▶ _AIM_: Reproduce the following listing line for line, leaving out the pictures.
[START]
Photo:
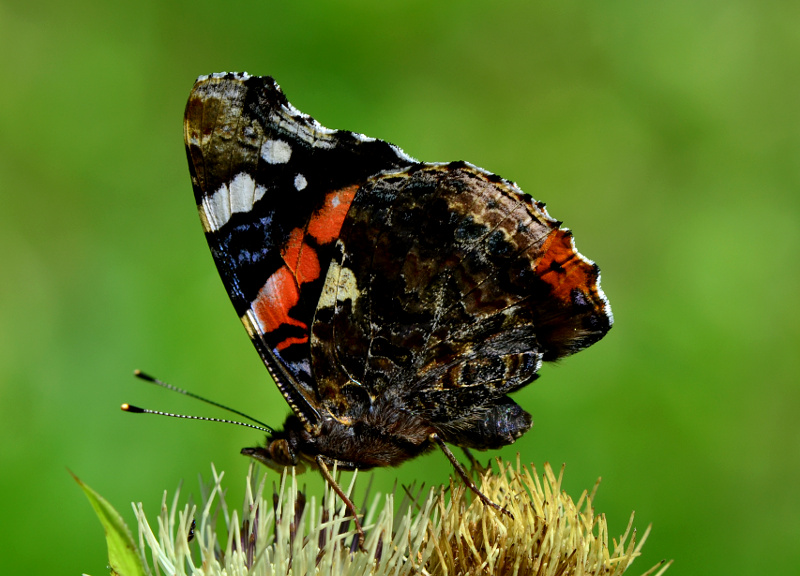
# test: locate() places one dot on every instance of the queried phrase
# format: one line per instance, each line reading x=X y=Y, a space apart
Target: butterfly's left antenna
x=147 y=378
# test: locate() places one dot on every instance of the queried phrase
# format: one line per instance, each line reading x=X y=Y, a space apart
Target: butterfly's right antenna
x=147 y=378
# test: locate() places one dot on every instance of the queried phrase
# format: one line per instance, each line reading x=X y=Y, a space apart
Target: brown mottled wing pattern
x=448 y=289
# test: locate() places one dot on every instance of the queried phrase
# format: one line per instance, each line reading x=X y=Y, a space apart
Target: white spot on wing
x=276 y=151
x=238 y=196
x=340 y=285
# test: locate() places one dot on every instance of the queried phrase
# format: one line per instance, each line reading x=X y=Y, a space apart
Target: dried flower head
x=446 y=532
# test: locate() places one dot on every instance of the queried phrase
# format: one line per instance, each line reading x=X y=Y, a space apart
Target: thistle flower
x=446 y=532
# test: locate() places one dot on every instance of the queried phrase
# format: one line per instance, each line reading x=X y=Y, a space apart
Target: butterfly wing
x=273 y=188
x=449 y=287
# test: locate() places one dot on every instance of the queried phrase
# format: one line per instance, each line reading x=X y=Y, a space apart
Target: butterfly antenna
x=137 y=410
x=147 y=378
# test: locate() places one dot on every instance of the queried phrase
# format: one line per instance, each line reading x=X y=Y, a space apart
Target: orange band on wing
x=326 y=223
x=561 y=266
x=281 y=292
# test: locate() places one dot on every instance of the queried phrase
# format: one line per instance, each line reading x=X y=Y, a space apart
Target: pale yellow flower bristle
x=446 y=533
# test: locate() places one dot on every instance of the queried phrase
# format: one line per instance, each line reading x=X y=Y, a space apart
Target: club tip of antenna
x=139 y=374
x=134 y=409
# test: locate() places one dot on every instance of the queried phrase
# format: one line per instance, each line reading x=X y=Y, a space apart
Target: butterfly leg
x=323 y=468
x=465 y=476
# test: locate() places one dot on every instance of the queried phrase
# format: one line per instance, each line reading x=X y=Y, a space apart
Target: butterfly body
x=395 y=303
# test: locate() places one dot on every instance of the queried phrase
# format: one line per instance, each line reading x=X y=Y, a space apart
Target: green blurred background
x=666 y=135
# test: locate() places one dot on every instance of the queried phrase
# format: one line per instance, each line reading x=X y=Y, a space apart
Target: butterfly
x=395 y=303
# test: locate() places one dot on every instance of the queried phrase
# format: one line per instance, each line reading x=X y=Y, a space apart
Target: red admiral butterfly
x=395 y=303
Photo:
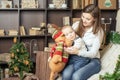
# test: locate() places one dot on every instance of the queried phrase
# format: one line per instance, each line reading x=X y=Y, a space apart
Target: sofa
x=109 y=57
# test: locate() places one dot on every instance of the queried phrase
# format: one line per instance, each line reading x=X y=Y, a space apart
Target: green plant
x=113 y=37
x=20 y=61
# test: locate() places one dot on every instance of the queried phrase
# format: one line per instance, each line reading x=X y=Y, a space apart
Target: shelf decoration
x=12 y=32
x=59 y=4
x=107 y=4
x=29 y=4
x=76 y=4
x=20 y=59
x=6 y=4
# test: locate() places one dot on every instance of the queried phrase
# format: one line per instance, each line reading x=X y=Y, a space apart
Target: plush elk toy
x=58 y=57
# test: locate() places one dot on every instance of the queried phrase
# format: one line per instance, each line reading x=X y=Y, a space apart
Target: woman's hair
x=95 y=12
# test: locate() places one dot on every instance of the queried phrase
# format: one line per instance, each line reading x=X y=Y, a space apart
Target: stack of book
x=34 y=31
x=12 y=32
x=2 y=32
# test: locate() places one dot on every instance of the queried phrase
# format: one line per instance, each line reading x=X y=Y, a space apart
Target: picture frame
x=29 y=4
x=107 y=4
x=6 y=4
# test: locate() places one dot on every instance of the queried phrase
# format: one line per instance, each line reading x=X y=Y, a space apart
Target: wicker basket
x=58 y=3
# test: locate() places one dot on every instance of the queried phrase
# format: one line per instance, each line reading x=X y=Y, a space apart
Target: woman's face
x=87 y=19
x=69 y=33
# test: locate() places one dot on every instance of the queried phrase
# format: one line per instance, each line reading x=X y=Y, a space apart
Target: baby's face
x=69 y=33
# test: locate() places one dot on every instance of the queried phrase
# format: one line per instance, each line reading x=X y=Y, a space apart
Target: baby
x=78 y=43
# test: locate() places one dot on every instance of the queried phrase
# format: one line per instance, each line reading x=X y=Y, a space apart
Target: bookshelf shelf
x=13 y=18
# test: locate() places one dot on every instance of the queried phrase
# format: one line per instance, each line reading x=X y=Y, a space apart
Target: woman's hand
x=71 y=50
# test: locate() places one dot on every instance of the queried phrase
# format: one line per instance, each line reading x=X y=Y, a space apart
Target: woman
x=84 y=63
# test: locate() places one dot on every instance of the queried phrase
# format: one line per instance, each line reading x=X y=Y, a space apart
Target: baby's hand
x=71 y=50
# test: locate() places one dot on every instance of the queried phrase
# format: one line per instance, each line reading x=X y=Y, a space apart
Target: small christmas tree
x=20 y=61
x=113 y=37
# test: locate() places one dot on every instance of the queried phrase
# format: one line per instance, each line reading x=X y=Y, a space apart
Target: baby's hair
x=64 y=27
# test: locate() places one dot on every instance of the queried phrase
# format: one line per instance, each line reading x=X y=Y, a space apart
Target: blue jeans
[END]
▶ _TASK ANSWER_:
Photo:
# test: locate() places one dot on every instance of the queried phrase
# format: one line per instance, each line reading x=X y=Y, a space apart
Target: butterfly's left antenna
x=147 y=378
# test: locate() places one dot on every instance of the queried phrase
# format: one line per instance, each line reading x=X y=Y, a space apart
Target: butterfly's right antenna
x=147 y=378
# test: locate() places one dot on every instance of the queried phrase
# format: one line per instance, each line reading x=X y=Y, a space apart
Target: brown mottled wing pattern
x=448 y=289
# test: locate() places one dot on every instance of the queried phrase
# format: one line per instance, each line reading x=X y=Y, a space apart
Target: white spot on wing
x=276 y=151
x=238 y=196
x=340 y=285
# test: locate() places one dot on every instance of the queried phrase
# format: one line per instance, each line reading x=X y=Y, a space apart
Target: dried flower head
x=446 y=532
# test: locate() places one dot on every instance of the queried phrase
# format: one line per instance, each line reading x=X y=Y, a space apart
Target: thistle flower
x=446 y=532
# test: locate() places one dot on every instance of the queried phrase
# format: one line per instance, each line reading x=X y=Y, a space apart
Target: butterfly wing
x=273 y=188
x=449 y=287
# test: locate() places one dot on every instance of the queried phrase
# format: one line per instance, each line reading x=X y=Y, a space apart
Target: butterfly antenna
x=137 y=410
x=147 y=378
# test: locate() places one dot on every instance of the queried phrase
# format: one line per instance, each line reading x=X y=Y, a space apart
Target: orange band on wing
x=326 y=223
x=561 y=266
x=281 y=292
# test: locate() places one dot on every instance of the queried phrase
# format: one line per instance, each line reading x=X y=Y, a space apart
Target: pale yellow flower bristle
x=446 y=533
# test: locate() places one dot on every instance of the queried phrase
# format: one line per instance, each line reading x=X y=Y, a space apart
Target: club tip of antenna
x=139 y=374
x=134 y=409
# test: locate() places one dot on every instance of the queried phrase
# format: one line per instance, each line reading x=X y=Y, a space apart
Target: butterfly leg
x=323 y=468
x=465 y=476
# test: locate() places one dot on every instance of the queried phrase
# format: one line per instance, each line reading x=X y=Y, a space apart
Target: butterfly body
x=395 y=303
# test: locate() places one dot on every instance of the queried phrase
# format: one line per instance, each line reading x=X y=Y, a space apart
Target: green blurred background
x=666 y=135
# test: locate() places one dot on every instance of the queried phrase
# format: one line per instance, each line reading x=X y=Y, a space apart
Target: butterfly
x=395 y=303
# test: locate() places one dot on every instance of the queried phrase
# format: one line per instance, each line reading x=X y=Y, a space apart
Target: red admiral butterfly
x=395 y=303
Photo:
# test: locate() places one dot on every instance of the queried phrase
# format: one line per instance, each line reading x=X y=Y, a space apart
Target: sofa
x=109 y=57
# test: locate() places one dot on every instance of the queried phrase
# format: one line per instance, each line reading x=X y=Y, a space apart
Target: green plant
x=113 y=37
x=20 y=61
# test: locate() places one dot on every instance of the queried phrase
# format: one line per instance, each line reading x=X y=Y, a space apart
Target: shelf decoration
x=12 y=32
x=59 y=4
x=107 y=4
x=29 y=4
x=76 y=4
x=20 y=59
x=6 y=4
# test: locate() places one dot on every instance of the queried phrase
# format: one line per instance, each line reading x=X y=Y, a space apart
Target: plush elk toy
x=58 y=57
# test: locate() places one dot on every instance of the queried phrase
# format: one line per instance, each line reading x=X y=Y, a space apart
Target: woman's hair
x=95 y=12
# test: locate() places one dot on every instance of the queried phrase
# format: one line per instance, each line reading x=X y=Y, a space apart
Target: stack of book
x=34 y=31
x=12 y=32
x=2 y=32
# test: locate() places one dot on every instance of the queried phrase
# format: one line per instance, each line reading x=X y=Y, a space apart
Target: picture frame
x=29 y=4
x=107 y=4
x=6 y=4
# test: locate() places one dot on every instance of the queried phrase
# format: one line per instance, each line reading x=X y=Y, a space apart
Target: wicker basket
x=58 y=3
# test: locate() places one dot on every instance of the queried phrase
# format: one line per instance, each line reading x=X y=Y, a space apart
Target: woman's face
x=87 y=19
x=69 y=33
# test: locate() places one dot on every instance of the queried phrase
# format: one line per instance, each line reading x=X y=Y, a space apart
Target: baby's face
x=69 y=33
# test: locate() places one dot on every instance of the queried phrase
# format: one line per instance, each line reading x=X y=Y, a space apart
Target: baby
x=78 y=43
# test: locate() places one dot on every instance of the queried phrase
# format: one line per instance, each line reading x=X y=Y, a space apart
Target: bookshelf shelf
x=13 y=18
# test: locate() places one dot on every instance of the queried phrase
# format: one line per instance, each line reading x=X y=Y, a space apart
Target: woman's hand
x=71 y=50
# test: locate() places one dot on every instance of the queried phrase
# format: one line per instance, each line reading x=X y=Y, a space apart
Target: woman
x=84 y=63
# test: locate() places one dot on every instance of the queried phrase
# format: one line per instance, each line reading x=X y=Y, a space apart
Target: baby's hand
x=71 y=50
# test: locate() places one dot on every instance of the queried phrase
# format: one line per instance, each line reading x=X y=Y, a space apart
Target: small christmas tree
x=20 y=61
x=113 y=37
# test: locate() places one dot on every instance of the queried phrase
# format: one line per instance, each line reading x=X y=Y, a space apart
Target: baby's hair
x=64 y=27
# test: locate() places one dot on every instance of the queried phrase
# format: one line per instance, each line reading x=X y=Y, a space apart
Target: blue jeans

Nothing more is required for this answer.